## [Passage to read]
-*-

Minimum energy density steering of linear systems with Gromov-Wasserstein terminal cost
Abstract
In this paper, we newly formulate and solve the optimal density control problem with Gromov-Wasserstein (GW) terminal cost in discrete-time linear Gaussian systems. Differently from the Wasserstein or Kullback-Leibler distances employed in the existing works, the GW distance quantifies the difference in shapes of the distribution, which is invariant under translation and rotation. Consequently, our formulation allows us to find small energy inputs that achieve the desired shape of the terminal distribution, which has practical applications, e.g., robotic swarms. We demonstrate that the problem can be reduced to a Difference of Convex (DC) programming, which is efficiently solvable through the DC algorithm. Through numerical experiments, we confirm that the state distribution reaches the terminal distribution that can be realized with the minimum control energy among those having the specified shape.
I Introduction
Optimal density control is defined as the problem of controlling the probability distribution of state variables to the desired distribution in a dynamic system. Promising applications of optimal density control include systems in which it is important to manage errors in the state, such as quality control and aircraft control, as well as quantum systems in which the distribution of the state itself is the object of control [1].
The problem addressed in this paper is a variant of the (finite-time) covariance steering problem for discrete-time linear Gaussian systems. Among the long history of this line of research [2, 3], the most related recent works are as follows: hard constraint formulations, as seen in [4, 5, 6, 7], where the terminal state distribution is enforced as a constraint; and soft constraint formulations, as seen in [8, 9, 10], where the Wasserstein distance between the terminal distribution and the target distribution is incorporated as a cost. In particular, Balci et al. [10] presented an optimal distributional control problem for discrete-time linear Gaussian systems using Wasserstein distance as the terminal cost, formulated as semidefinite programming (SDP), a form of convex programming, to derive globally optimal control policies.
To motivate the present work, let us consider the state distribution as an ensemble of particles or a multi-robotic swarm [11]. In such applications, a particular shape of the formation is required to be achieved, but its location and orientation are often irrelevant. For example, they may seek to align in a single row in a two-dimensional region (See Fig. 3 below), or only the configuration may be specified based on inter-agent distance [12]. The aforementioned formulations can address the realization of the configuration with a fixed orientation but cannot address the optimization with respect to the rotation. To tackle this issue, we propose a novel density control problem incorporating the Gromov-Wasserstein distance (GW distance) as the terminal cost [13]. The GW distance is the distance between probability distributions and can measure the closeness of the shape of the probability distributions. By integrating the GW distance between the state and target distributions into the terminal cost, we can formulate the problem of controlling the shape of the state distribution. This problem can be viewed as a simultaneous optimization of the dynamical steering and the rotation of the target shape, which clearly contrasts the existing formulations.

-*-

## [Goal]
Output the portion of the density control passage between "The problem addressed" and "optimal control policies.", inclusive, word for word. The items that follow have no connection to the density control passage.

-*-

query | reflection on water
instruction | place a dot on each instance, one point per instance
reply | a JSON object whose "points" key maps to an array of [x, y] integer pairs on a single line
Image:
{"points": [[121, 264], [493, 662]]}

-*-

## [Correct response]
The problem addressed in this paper is a variant of the (finite-time) covariance steering problem for discrete-time linear Gaussian systems. Among the long history of this line of research [2, 3], the most related recent works are as follows: hard constraint formulations, as seen in [4, 5, 6, 7], where the terminal state distribution is enforced as a constraint; and soft constraint formulations, as seen in [8, 9, 10], where the Wasserstein distance between the terminal distribution and the target distribution is incorporated as a cost. In particular, Balci et al. [10] presented an optimal distributional control problem for discrete-time linear Gaussian systems using Wasserstein distance as the terminal cost, formulated as semidefinite programming (SDP), a form of convex programming, to derive globally optimal control policies.